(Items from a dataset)
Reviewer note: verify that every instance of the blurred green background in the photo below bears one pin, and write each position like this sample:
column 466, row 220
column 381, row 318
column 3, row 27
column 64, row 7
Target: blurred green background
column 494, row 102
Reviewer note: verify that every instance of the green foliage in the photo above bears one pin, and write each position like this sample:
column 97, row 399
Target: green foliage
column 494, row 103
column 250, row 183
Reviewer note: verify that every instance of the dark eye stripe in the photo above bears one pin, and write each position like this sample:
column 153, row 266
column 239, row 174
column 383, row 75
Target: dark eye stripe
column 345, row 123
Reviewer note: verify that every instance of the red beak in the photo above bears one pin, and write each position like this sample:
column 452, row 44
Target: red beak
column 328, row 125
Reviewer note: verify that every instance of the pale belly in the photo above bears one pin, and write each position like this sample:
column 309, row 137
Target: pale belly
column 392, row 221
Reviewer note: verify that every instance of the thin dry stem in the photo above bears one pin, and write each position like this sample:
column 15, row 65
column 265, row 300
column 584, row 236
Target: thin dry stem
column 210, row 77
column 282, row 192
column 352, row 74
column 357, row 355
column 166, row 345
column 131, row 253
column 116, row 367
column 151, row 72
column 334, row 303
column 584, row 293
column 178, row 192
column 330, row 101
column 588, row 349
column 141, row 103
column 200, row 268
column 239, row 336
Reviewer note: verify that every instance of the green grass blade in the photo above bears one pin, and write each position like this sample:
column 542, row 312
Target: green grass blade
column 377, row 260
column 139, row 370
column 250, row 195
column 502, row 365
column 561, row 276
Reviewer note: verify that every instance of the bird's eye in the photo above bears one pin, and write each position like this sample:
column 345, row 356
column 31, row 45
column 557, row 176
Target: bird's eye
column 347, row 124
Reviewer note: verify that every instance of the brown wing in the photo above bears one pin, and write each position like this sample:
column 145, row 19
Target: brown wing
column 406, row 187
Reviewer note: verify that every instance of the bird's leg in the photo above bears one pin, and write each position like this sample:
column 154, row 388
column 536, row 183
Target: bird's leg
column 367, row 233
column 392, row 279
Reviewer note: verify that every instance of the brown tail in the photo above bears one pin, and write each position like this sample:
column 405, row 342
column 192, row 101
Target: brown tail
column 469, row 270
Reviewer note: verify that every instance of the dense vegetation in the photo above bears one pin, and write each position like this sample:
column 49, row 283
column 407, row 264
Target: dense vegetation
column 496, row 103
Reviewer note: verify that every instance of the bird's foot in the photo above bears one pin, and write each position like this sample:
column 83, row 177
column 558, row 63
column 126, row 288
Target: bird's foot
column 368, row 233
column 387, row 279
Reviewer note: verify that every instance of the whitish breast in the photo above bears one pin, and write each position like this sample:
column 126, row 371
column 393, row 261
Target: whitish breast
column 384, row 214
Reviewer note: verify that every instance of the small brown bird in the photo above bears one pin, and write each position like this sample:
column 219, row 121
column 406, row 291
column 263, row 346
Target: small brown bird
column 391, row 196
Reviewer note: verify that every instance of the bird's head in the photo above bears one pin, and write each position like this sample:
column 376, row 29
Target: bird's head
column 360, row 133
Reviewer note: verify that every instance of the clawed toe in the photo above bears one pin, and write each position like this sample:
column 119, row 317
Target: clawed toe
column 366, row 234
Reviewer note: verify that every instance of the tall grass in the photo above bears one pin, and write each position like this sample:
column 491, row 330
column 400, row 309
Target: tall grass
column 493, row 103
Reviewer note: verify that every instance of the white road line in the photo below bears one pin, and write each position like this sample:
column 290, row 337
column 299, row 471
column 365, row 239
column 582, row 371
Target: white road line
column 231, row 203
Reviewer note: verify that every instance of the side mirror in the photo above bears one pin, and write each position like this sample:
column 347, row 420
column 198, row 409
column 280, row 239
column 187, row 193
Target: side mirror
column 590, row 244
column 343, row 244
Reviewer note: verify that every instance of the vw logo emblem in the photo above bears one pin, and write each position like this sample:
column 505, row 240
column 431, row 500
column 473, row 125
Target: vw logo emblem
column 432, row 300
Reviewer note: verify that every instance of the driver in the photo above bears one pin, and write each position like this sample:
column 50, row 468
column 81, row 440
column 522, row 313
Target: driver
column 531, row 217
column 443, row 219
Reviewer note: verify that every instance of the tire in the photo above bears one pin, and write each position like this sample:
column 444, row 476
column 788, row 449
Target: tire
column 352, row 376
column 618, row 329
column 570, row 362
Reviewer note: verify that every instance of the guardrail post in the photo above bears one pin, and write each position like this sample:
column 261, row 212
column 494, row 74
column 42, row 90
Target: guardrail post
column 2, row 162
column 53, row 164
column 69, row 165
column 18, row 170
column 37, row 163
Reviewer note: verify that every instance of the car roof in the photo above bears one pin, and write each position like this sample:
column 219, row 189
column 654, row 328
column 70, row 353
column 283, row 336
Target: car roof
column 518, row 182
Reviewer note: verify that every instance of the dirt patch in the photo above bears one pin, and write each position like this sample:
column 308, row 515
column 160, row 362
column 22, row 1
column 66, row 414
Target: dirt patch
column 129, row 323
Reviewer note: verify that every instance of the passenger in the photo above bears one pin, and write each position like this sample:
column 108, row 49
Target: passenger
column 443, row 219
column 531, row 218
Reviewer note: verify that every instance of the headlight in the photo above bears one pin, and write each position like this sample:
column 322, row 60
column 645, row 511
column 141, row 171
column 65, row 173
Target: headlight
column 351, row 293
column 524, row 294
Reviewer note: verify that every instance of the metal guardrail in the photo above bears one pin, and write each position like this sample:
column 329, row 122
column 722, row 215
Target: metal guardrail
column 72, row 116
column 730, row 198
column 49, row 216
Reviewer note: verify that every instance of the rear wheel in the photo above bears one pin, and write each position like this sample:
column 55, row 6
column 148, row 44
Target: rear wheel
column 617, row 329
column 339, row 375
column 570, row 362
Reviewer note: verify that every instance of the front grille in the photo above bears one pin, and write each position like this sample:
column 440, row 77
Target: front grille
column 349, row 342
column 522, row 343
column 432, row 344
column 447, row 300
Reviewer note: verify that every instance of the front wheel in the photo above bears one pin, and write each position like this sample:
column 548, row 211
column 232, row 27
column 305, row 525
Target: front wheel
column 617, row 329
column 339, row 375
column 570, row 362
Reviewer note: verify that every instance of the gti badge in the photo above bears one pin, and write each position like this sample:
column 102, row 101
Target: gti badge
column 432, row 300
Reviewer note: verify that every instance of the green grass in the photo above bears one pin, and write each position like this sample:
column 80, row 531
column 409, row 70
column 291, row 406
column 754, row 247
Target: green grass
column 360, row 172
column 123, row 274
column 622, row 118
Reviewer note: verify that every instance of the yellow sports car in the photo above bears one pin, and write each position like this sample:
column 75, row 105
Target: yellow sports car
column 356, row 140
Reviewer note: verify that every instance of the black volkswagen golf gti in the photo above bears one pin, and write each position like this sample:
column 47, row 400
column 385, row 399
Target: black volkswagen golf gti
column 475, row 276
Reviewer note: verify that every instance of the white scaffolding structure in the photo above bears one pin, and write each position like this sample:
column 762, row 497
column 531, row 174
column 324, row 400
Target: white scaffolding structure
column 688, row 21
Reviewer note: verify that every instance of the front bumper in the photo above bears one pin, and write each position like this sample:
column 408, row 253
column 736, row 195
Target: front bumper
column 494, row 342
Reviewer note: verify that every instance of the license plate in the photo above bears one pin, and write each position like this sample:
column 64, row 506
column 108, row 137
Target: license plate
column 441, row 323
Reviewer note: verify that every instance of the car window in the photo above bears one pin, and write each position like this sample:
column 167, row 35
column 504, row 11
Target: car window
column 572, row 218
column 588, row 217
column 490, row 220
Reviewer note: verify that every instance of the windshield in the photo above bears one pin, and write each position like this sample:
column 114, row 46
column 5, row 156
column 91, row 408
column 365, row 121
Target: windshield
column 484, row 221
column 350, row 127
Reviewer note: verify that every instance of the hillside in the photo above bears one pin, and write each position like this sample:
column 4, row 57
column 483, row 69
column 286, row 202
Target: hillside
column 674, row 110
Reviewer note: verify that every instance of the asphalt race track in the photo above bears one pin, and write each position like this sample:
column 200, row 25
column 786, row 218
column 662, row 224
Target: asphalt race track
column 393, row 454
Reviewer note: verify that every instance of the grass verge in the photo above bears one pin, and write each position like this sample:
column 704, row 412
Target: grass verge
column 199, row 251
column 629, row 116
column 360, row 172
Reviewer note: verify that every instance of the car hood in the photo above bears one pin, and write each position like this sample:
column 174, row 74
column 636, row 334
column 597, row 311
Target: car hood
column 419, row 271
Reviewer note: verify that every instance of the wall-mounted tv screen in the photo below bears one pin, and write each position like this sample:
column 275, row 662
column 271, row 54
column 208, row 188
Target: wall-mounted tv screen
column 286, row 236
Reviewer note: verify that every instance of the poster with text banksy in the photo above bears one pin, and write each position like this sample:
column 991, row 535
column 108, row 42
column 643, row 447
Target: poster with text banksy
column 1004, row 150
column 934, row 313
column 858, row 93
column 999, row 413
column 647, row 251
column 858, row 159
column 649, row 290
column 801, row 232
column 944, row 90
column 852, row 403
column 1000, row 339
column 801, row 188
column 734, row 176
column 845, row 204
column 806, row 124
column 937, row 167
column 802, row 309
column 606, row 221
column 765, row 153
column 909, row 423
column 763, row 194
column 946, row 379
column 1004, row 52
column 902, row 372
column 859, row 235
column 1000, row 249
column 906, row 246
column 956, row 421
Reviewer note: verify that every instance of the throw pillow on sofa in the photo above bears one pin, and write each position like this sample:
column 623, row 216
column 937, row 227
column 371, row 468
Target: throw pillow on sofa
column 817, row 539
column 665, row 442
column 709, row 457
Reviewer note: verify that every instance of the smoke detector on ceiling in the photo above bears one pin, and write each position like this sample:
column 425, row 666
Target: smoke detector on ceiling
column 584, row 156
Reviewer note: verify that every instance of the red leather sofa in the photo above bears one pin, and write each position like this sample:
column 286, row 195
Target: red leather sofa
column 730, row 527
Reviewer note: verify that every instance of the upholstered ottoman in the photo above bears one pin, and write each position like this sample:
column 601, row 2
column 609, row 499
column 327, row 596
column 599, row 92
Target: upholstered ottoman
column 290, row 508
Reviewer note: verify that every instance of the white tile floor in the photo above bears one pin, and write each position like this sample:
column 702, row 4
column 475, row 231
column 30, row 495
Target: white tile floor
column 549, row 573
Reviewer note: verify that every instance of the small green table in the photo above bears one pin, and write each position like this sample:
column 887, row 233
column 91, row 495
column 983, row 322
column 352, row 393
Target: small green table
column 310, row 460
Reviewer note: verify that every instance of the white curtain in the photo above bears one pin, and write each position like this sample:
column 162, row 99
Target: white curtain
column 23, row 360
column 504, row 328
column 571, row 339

#### WHAT IS EXPECTED
Which lines run from the one containing "Reviewer note: verify that every instance of the small green" to the end of the data? Output them exactly, with nothing added.

#### WORKED SOLUTION
Reviewer note: verify that every instance of the small green table in the photo above bears one pin, and write each position like this sample:
column 887, row 233
column 91, row 495
column 983, row 322
column 352, row 393
Target: small green table
column 310, row 460
Reviewer note: verify that every instance of the white curtain in the photo above bears one pin, and write each position like this sample:
column 162, row 99
Target: white curtain
column 23, row 360
column 504, row 328
column 571, row 339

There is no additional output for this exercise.